Records to process Start Marker
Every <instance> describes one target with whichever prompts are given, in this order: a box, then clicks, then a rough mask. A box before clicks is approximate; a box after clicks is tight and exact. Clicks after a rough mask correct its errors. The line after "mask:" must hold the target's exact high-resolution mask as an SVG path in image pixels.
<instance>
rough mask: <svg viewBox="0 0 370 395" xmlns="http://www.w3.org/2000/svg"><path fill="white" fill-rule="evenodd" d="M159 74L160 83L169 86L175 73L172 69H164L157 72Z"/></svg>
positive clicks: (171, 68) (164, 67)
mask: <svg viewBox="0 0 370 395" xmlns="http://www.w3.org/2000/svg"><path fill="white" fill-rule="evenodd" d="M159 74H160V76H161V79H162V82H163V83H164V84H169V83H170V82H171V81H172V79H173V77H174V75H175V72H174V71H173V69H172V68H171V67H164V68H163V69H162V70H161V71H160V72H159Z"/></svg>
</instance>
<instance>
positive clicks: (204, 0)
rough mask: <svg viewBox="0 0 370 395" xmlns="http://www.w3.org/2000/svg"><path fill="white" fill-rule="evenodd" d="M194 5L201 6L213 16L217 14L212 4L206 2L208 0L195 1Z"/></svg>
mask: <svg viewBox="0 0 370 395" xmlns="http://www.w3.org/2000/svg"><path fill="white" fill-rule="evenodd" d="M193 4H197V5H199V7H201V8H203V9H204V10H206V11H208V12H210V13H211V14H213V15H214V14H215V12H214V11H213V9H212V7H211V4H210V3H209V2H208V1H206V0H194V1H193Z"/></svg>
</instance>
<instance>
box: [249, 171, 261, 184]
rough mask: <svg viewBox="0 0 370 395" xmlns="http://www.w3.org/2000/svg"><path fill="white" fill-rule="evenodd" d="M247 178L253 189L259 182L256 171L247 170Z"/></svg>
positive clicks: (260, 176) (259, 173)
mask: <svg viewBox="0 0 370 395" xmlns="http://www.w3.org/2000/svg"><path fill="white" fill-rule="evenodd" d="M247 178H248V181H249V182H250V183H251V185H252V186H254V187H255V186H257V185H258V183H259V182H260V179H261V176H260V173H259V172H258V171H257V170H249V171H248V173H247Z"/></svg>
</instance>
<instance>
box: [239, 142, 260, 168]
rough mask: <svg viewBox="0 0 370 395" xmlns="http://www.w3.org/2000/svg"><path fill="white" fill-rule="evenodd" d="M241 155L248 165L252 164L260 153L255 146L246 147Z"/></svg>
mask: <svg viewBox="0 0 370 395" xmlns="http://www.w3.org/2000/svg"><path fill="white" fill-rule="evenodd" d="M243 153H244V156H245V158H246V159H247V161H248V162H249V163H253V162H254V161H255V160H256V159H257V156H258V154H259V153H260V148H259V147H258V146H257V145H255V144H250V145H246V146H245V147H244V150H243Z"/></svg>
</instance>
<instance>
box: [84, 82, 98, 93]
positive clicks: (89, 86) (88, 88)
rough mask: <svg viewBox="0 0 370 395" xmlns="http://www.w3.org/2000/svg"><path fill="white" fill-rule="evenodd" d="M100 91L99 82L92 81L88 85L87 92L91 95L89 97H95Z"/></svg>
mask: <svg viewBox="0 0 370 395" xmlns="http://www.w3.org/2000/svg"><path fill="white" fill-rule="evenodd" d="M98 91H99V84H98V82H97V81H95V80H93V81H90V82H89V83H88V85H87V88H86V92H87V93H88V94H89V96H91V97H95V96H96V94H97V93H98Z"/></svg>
Records to process End Marker
▶ _Task details_: Write down all of the listing exactly.

▶ _Problem solution_:
Every <instance> describes one target with whichever prompts are given, in this order: a box, then clicks, then a rough mask. A box before clicks is approximate; a box after clicks is tight and exact. Clicks after a rough mask correct its errors. The line after "mask:" must hold the target's exact high-resolution mask as an SVG path in image pixels.
<instance>
rough mask: <svg viewBox="0 0 370 395" xmlns="http://www.w3.org/2000/svg"><path fill="white" fill-rule="evenodd" d="M159 74L160 83L169 86L175 73L172 69H164L157 72Z"/></svg>
positive clicks: (171, 68) (164, 67)
mask: <svg viewBox="0 0 370 395" xmlns="http://www.w3.org/2000/svg"><path fill="white" fill-rule="evenodd" d="M159 74H160V76H161V79H162V82H163V83H164V84H169V83H170V82H171V81H172V79H173V77H174V75H175V72H174V71H173V69H172V68H171V67H164V68H163V69H162V70H161V71H160V72H159Z"/></svg>
</instance>
<instance>
positive clicks: (204, 0)
rough mask: <svg viewBox="0 0 370 395" xmlns="http://www.w3.org/2000/svg"><path fill="white" fill-rule="evenodd" d="M194 5L201 6L213 16L217 14L212 4L206 2L208 0L195 1Z"/></svg>
mask: <svg viewBox="0 0 370 395" xmlns="http://www.w3.org/2000/svg"><path fill="white" fill-rule="evenodd" d="M193 4H197V5H199V7H201V8H203V9H204V10H206V11H208V12H210V13H211V14H213V15H214V14H215V12H214V11H213V9H212V7H211V4H210V3H209V2H208V1H206V0H194V1H193Z"/></svg>
</instance>
<instance>
box: [249, 171, 261, 184]
rough mask: <svg viewBox="0 0 370 395" xmlns="http://www.w3.org/2000/svg"><path fill="white" fill-rule="evenodd" d="M247 178L253 189L259 182L256 171L247 170Z"/></svg>
positive clicks: (260, 176) (259, 173)
mask: <svg viewBox="0 0 370 395" xmlns="http://www.w3.org/2000/svg"><path fill="white" fill-rule="evenodd" d="M247 178H248V181H249V182H250V183H251V185H252V186H254V187H255V186H257V185H258V183H259V182H260V179H261V176H260V173H259V172H258V171H257V170H249V171H248V173H247Z"/></svg>
</instance>
<instance>
box: [239, 142, 260, 168]
rough mask: <svg viewBox="0 0 370 395" xmlns="http://www.w3.org/2000/svg"><path fill="white" fill-rule="evenodd" d="M241 155L248 165L252 164L260 153L255 146L246 147Z"/></svg>
mask: <svg viewBox="0 0 370 395" xmlns="http://www.w3.org/2000/svg"><path fill="white" fill-rule="evenodd" d="M243 153H244V156H245V158H246V159H247V161H248V162H249V163H253V162H254V161H255V160H256V159H257V156H258V154H259V153H260V148H259V147H258V146H257V145H255V144H250V145H246V146H245V147H244V150H243Z"/></svg>
</instance>
<instance>
box: [84, 82, 98, 93]
positive clicks: (89, 86) (88, 88)
rough mask: <svg viewBox="0 0 370 395" xmlns="http://www.w3.org/2000/svg"><path fill="white" fill-rule="evenodd" d="M100 91L99 82L92 81L88 85L87 92L91 95L89 97H95Z"/></svg>
mask: <svg viewBox="0 0 370 395" xmlns="http://www.w3.org/2000/svg"><path fill="white" fill-rule="evenodd" d="M98 91H99V84H98V82H97V81H95V80H93V81H90V82H89V83H88V85H87V88H86V92H87V93H88V94H89V96H91V97H95V96H96V94H97V93H98Z"/></svg>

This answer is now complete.